* _TASK PROMPT_: Each entry below is to be transcribed exactly.
________
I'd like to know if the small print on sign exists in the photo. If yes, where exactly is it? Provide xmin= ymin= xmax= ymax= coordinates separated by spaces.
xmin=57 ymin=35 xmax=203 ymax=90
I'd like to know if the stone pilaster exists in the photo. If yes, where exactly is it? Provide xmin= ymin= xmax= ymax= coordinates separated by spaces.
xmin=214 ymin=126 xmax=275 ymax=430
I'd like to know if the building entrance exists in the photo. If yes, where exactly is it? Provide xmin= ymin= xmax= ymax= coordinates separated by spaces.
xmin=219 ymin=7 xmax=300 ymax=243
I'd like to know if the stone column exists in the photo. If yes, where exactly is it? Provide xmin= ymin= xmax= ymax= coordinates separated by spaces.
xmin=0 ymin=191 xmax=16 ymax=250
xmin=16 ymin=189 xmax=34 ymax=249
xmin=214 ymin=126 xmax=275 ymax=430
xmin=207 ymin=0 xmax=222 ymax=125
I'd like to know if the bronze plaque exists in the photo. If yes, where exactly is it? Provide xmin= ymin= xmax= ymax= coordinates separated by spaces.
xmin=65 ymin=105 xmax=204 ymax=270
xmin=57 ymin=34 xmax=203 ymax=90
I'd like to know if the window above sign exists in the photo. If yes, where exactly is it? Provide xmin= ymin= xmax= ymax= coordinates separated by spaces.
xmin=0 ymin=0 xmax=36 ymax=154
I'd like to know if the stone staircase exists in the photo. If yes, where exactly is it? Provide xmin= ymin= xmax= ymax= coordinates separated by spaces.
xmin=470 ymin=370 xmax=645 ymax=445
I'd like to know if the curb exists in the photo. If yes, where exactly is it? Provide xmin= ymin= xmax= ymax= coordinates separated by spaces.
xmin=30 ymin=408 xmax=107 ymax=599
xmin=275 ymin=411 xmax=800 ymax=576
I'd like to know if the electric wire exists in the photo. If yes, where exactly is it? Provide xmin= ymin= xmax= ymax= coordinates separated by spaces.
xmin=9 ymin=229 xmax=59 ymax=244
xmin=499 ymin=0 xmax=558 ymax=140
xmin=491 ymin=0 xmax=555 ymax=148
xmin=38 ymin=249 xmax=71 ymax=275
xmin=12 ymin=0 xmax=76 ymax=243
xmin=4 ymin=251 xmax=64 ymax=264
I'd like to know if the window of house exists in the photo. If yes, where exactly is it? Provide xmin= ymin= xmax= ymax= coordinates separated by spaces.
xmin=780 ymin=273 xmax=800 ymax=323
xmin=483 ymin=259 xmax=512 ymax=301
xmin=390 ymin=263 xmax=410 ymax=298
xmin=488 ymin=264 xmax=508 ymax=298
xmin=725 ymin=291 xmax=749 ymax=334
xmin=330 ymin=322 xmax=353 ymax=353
________
* _WRITTEN RESPONSE_:
I'd like to know if the small print on sign exists in the photo. If yes, where exactly is it? Provide xmin= ymin= xmax= ymax= coordinates separated by spaces.
xmin=57 ymin=35 xmax=203 ymax=90
I'd like to know if the stone pilaster exists in the photo. If yes, where exactly is it? Provide xmin= ymin= xmax= ymax= coordinates separated by spaces.
xmin=214 ymin=126 xmax=275 ymax=430
I'd like to know if the building entrance exists in the photo. If yes, where exactly is it? Provide xmin= ymin= xmax= ymax= coordinates separated by spaces.
xmin=219 ymin=7 xmax=300 ymax=243
I'd like to know if the stone column exists in the photo. If yes, where exactly is it? Provide xmin= ymin= xmax= ymax= coordinates separated by spaces.
xmin=0 ymin=191 xmax=16 ymax=250
xmin=16 ymin=189 xmax=34 ymax=249
xmin=214 ymin=126 xmax=275 ymax=430
xmin=207 ymin=0 xmax=222 ymax=125
I'd like to know if the bronze plaque exists in the photo. If yes, where exactly is it? Provide xmin= ymin= xmax= ymax= coordinates separated by spaces.
xmin=65 ymin=105 xmax=204 ymax=270
xmin=57 ymin=34 xmax=203 ymax=90
I'd like to know if the window above sign exists in the photo. If yes, where exactly is it? Provide xmin= ymin= xmax= ymax= coordinates separated by spaces.
xmin=0 ymin=0 xmax=36 ymax=154
I'd like to know if the stone staircase exists in the photo. If yes, where exactly is it? Provide xmin= ymin= xmax= ymax= coordinates separated by spaces.
xmin=470 ymin=370 xmax=645 ymax=445
I'd like to know if the curb exists in the photo. If yes, where exactly is it? Provide xmin= ymin= xmax= ymax= coordinates separated by spaces.
xmin=30 ymin=408 xmax=107 ymax=599
xmin=275 ymin=411 xmax=800 ymax=576
I'd like to know if the electric wire exists in the photo. If yes, where exactly is it? Provide xmin= ymin= xmax= ymax= coordinates separated by spaces.
xmin=9 ymin=229 xmax=59 ymax=244
xmin=499 ymin=0 xmax=558 ymax=140
xmin=491 ymin=0 xmax=555 ymax=148
xmin=38 ymin=249 xmax=71 ymax=275
xmin=12 ymin=0 xmax=76 ymax=243
xmin=4 ymin=251 xmax=64 ymax=264
I'd like to know if the window of house exists in the photo. If yes, where exactly is it? Provide xmin= ymin= xmax= ymax= coordinates separated by spaces.
xmin=780 ymin=273 xmax=800 ymax=323
xmin=483 ymin=259 xmax=512 ymax=301
xmin=390 ymin=263 xmax=410 ymax=298
xmin=488 ymin=264 xmax=508 ymax=298
xmin=725 ymin=291 xmax=749 ymax=334
xmin=330 ymin=322 xmax=353 ymax=353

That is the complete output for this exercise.